> _What is expected_
Reproduce everything from "1 tsp Olive" down to "with parchment paper." in the roasted chicken recipe below, word for word.

> _Passage provided_
Sheet Pan Herb-Roasted Chicken with Rainbow Vegetables

This is an example of a meal that Solin would create to include in your personalized meal plan.

Sheet Pan Herb-Roasted Chicken with Rainbow Vegetables

YOUR SOLIN GENERATED RECIPE

Sheet Pan Herb-Roasted Chicken with Rainbow Vegetables

Enjoy a vibrant and wholesome dinner featuring succulent herb-roasted chicken paired with a medley of colorful vegetables. The aromatic blend of herbs and the natural sweetness of the veggies create a balanced, satisfying meal that's as pleasing to the eye as it is to the palate.

NUTRITION

343kcal
Protein
47.2g
Fat
10.2g
Carbs
15.3g

SERVINGS

1 serving

INGREDIENTS

5 oz Chicken Breast

1/2 medium Red Bell Pepper

1/2 medium Yellow Squash

1/4 medium Red Onion

1/2 medium Zucchini

1 tsp Olive Oil

2 cloves Garlic

1 tbsp Mixed Fresh Herbs

Salt and Pepper to taste

PREPARATION

  • 1

    Preheat the oven to 425°F (220°C) and line a sheet pan with parchment paper.

> _Dataset extract_
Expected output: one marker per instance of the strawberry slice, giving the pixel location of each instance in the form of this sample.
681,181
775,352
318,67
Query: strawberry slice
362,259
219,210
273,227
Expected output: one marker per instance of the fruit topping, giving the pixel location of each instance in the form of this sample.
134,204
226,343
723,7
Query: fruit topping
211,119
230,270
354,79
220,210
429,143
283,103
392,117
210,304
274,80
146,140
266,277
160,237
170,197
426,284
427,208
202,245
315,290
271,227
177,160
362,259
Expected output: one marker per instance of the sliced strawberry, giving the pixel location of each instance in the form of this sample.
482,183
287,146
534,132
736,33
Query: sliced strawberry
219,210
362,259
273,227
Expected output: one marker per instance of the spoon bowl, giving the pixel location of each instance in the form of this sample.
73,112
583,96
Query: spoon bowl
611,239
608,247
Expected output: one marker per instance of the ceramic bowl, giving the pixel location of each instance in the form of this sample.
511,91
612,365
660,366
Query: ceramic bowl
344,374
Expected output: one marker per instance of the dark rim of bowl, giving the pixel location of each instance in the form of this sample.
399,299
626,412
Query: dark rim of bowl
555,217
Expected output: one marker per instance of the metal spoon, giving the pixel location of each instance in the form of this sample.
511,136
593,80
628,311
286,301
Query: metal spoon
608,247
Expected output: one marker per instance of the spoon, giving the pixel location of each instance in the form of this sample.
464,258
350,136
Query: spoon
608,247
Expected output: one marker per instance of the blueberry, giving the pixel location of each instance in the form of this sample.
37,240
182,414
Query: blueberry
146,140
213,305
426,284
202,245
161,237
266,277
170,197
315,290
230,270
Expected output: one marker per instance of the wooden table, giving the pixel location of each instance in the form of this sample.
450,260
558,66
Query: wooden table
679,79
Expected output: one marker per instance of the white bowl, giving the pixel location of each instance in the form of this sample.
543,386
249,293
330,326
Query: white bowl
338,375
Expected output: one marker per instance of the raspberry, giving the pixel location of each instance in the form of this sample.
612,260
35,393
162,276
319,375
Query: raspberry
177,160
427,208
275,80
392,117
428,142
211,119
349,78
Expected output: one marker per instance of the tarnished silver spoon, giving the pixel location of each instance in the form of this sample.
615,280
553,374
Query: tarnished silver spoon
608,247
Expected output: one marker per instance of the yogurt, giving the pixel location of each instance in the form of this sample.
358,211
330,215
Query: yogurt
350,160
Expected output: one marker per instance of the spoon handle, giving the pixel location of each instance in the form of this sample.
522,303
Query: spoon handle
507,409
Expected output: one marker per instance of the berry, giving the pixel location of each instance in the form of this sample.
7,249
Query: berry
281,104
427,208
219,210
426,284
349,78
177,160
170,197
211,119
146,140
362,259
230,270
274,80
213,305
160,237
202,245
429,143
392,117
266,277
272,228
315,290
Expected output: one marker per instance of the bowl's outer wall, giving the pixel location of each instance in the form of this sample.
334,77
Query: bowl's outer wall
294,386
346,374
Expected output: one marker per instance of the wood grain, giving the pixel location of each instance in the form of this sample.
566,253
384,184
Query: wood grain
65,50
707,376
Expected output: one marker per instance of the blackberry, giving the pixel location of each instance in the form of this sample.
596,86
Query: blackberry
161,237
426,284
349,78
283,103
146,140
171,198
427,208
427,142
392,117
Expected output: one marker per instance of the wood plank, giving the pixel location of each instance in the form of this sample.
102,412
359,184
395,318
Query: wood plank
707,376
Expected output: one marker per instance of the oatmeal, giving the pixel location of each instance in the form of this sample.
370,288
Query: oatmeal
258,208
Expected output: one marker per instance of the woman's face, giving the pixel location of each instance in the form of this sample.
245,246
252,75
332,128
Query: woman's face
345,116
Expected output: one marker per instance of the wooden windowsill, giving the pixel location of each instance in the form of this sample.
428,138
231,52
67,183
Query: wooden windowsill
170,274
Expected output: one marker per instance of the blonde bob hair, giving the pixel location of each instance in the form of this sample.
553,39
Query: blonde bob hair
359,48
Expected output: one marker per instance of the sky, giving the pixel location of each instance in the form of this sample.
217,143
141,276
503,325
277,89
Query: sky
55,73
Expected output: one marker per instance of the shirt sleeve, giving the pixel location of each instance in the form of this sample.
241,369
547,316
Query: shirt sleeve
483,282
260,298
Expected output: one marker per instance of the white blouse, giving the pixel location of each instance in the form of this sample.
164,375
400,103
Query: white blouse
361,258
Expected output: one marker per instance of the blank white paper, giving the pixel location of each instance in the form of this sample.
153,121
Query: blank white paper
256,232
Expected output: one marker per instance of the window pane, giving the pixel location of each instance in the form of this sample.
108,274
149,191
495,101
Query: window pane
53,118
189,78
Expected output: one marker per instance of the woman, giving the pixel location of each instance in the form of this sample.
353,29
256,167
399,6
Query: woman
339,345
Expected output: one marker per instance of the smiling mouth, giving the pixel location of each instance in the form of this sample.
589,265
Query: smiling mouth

> _Output of the task_
1 tsp Olive Oil

2 cloves Garlic

1 tbsp Mixed Fresh Herbs

Salt and Pepper to taste

PREPARATION

  • 1

    Preheat the oven to 425°F (220°C) and line a sheet pan with parchment paper.